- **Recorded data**

________________________

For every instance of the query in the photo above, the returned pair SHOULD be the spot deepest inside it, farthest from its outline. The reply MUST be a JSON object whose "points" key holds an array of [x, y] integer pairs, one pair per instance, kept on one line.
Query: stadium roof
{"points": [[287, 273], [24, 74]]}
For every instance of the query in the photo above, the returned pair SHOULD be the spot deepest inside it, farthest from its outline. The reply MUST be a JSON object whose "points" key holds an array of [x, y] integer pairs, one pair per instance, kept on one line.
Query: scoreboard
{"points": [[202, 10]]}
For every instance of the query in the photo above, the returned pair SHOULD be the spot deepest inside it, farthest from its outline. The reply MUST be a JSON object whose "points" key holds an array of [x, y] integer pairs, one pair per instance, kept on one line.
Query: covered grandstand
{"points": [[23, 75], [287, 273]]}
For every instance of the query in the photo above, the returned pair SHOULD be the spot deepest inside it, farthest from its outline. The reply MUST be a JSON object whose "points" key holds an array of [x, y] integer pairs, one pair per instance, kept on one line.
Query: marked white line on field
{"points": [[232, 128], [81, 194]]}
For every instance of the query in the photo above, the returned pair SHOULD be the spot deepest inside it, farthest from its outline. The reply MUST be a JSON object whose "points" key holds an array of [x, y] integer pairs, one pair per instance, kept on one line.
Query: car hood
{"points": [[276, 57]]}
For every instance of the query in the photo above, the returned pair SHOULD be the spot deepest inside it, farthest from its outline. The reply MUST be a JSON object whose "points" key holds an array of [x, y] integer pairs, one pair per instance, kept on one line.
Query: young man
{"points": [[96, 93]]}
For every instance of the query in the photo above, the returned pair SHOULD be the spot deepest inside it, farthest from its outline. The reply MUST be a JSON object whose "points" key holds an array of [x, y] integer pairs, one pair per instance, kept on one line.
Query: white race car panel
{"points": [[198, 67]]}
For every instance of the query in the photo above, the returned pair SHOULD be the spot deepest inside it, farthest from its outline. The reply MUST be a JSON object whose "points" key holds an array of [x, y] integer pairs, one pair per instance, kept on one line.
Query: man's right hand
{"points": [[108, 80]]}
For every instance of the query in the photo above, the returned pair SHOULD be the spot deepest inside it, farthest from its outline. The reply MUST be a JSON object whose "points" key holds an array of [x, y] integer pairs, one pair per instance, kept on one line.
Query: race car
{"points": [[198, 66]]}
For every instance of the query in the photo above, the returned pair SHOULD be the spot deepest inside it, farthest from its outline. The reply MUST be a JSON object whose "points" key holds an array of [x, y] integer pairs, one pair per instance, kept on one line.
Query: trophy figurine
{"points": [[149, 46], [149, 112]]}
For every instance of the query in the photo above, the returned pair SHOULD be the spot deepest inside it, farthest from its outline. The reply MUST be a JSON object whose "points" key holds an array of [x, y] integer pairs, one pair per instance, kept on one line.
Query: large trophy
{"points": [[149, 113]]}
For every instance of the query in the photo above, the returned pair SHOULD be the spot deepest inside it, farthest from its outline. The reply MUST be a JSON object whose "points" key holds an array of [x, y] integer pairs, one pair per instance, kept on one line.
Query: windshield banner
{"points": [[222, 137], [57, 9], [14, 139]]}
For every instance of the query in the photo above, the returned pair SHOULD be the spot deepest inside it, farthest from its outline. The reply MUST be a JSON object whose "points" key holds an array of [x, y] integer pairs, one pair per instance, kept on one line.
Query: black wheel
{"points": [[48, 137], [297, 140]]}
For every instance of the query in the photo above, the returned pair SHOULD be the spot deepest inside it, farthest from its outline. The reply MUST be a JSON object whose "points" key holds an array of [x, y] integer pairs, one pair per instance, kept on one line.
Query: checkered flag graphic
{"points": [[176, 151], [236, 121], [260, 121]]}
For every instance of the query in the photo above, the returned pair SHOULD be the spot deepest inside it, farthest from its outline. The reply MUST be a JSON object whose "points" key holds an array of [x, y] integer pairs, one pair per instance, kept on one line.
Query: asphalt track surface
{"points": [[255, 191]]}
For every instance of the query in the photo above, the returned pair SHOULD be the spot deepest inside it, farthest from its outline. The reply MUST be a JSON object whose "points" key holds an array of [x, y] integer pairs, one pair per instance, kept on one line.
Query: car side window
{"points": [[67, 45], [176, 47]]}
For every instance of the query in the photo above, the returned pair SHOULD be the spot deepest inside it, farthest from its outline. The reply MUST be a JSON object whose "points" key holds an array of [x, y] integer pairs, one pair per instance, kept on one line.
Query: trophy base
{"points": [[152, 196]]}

________________________

- **TASK INSTRUCTIONS**
Repeat all of the records above exactly as written.

- **SOLUTION TO THE EXERCISE**
For every instance of the query in the photo above, the returned pair SHOULD be the spot deepest inside it, farthest from its outline. The reply MUST be a JSON object whose "points" key holds an array of [x, y] integer pairs, one pair per instance, kept on one line.
Query: stadium roof
{"points": [[287, 273], [24, 74]]}
For every instance of the query in the photo above, the returned pair SHOULD be the spot deepest inside it, farthest from its outline. The reply MUST be a JSON object whose "points" key holds an array of [x, y] integer pairs, one pair per instance, kept on one line.
Query: scoreboard
{"points": [[202, 10]]}
For every instance of the query in the photo above, the returned pair SHOULD be the spot deepest inside it, farthest from its outline. The reply MUST be a JSON object whose "points" key holds an array of [x, y] integer pairs, one pair per instance, kept on one line.
Query: covered grandstand
{"points": [[23, 75], [287, 273]]}
For every instance of the query in the photo above, the returned pair SHOULD be the spot deepest inside it, farthest from its outline. The reply MUST be a JSON object whose "points" key holds an array of [x, y] integer pairs, one pair per instance, kept on one line.
Query: marked white line on field
{"points": [[232, 128], [81, 194]]}
For every instance of the query in the photo above, the returned pair SHOULD be the spot deepest inside it, farthest from its outline. The reply MUST be a JSON object whose "points" key holds an array of [x, y] integer pairs, one pair per instance, kept on one line.
Query: car hood
{"points": [[276, 57]]}
For every instance of the query in the photo above, the returned pair SHOULD be the spot deepest inside it, farthest from its outline. The reply MUST be a JSON object whose "points" key holds an array of [x, y] integer pairs, one pair per instance, kept on one line.
Query: young man
{"points": [[96, 93]]}
For every instance of the query in the photo above, the returned pair SHOULD be the spot deepest inside it, farthest from its outline. The reply MUST be a JSON object whose "points" key holds an array of [x, y] integer pairs, one pair per instance, kept on one line.
Query: white race car panel
{"points": [[198, 67]]}
For every instance of the query in the photo above, the returned pair SHOULD be the spot deepest inside it, farthest from its outline. The reply MUST be a JSON object whose "points" key holds an array of [x, y] integer pairs, one pair per instance, kept on one line.
Query: man's right hand
{"points": [[108, 80]]}
For every instance of the query in the photo above, the returned pair SHOULD be the spot deepest inside it, farthest from its outline. The reply MUST be a JSON object whose "points" key holds an array of [x, y] integer pairs, one pair per instance, kept on one line.
Query: race car
{"points": [[198, 66]]}
For every instance of the query in the photo above, the returned pair SHOULD be the spot deepest inside it, farthest from its outline. The reply MUST be a JSON object whose "points" key holds an array of [x, y] integer pairs, one pair per instance, kept on one line.
Query: trophy figurine
{"points": [[149, 46], [149, 112]]}
For every instance of the query in the photo above, the returned pair SHOULD be the spot deepest inside it, farthest from its outline. The reply MUST be a JSON object whose "points" key holds an array of [x, y] integer pairs, one pair per instance, kept on one line.
Query: large trophy
{"points": [[149, 113]]}
For every instance of the query in the photo above, the returned pair SHOULD be the spot deepest inside it, farthest from its outline. The reply MUST be a JSON object whose "points" key holds an array of [x, y] integer pairs, one pair per instance, kept on one line.
Query: windshield banner
{"points": [[222, 137], [57, 9], [14, 139]]}
For every instance of the query in the photo above, the returned pair SHOULD be the spot deepest inside it, farthest from its outline. The reply MUST be a JSON object whose "points" key holds an array of [x, y] integer pairs, one pair per instance, kept on one line.
Query: black wheel
{"points": [[48, 137], [297, 140]]}
For every instance of the query in the photo above, the returned pair SHOULD be the spot deepest inside it, farthest from its outline. The reply MUST be a JSON object whose "points" key holds an array of [x, y] integer pairs, one pair per instance, kept on one line.
Query: checkered flag graphic
{"points": [[176, 151], [236, 121], [260, 121]]}
For every instance of the query in the photo above, the returned pair SHOULD be the spot deepest inside it, farthest from its outline. The reply MUST be a JSON object whose "points" key holds an array of [x, y] integer pairs, one pair per instance, kept on one line.
Query: asphalt track surface
{"points": [[255, 191]]}
For every instance of the query in the photo above, the returned pair SHOULD be the spot deepest inside it, farthest from its outline. The reply MUST be a JSON object whose "points" key holds an array of [x, y] integer pairs, one pair per instance, kept on one line.
Query: car side window
{"points": [[67, 45], [176, 47]]}
For every instance of the query in the photo above, the returned pair SHOULD be the spot deepest inside it, farthest from its outline. The reply MUST be a JSON object whose "points" key holds an array of [x, y] integer pairs, one pair per instance, kept on one line.
Query: trophy base
{"points": [[152, 196]]}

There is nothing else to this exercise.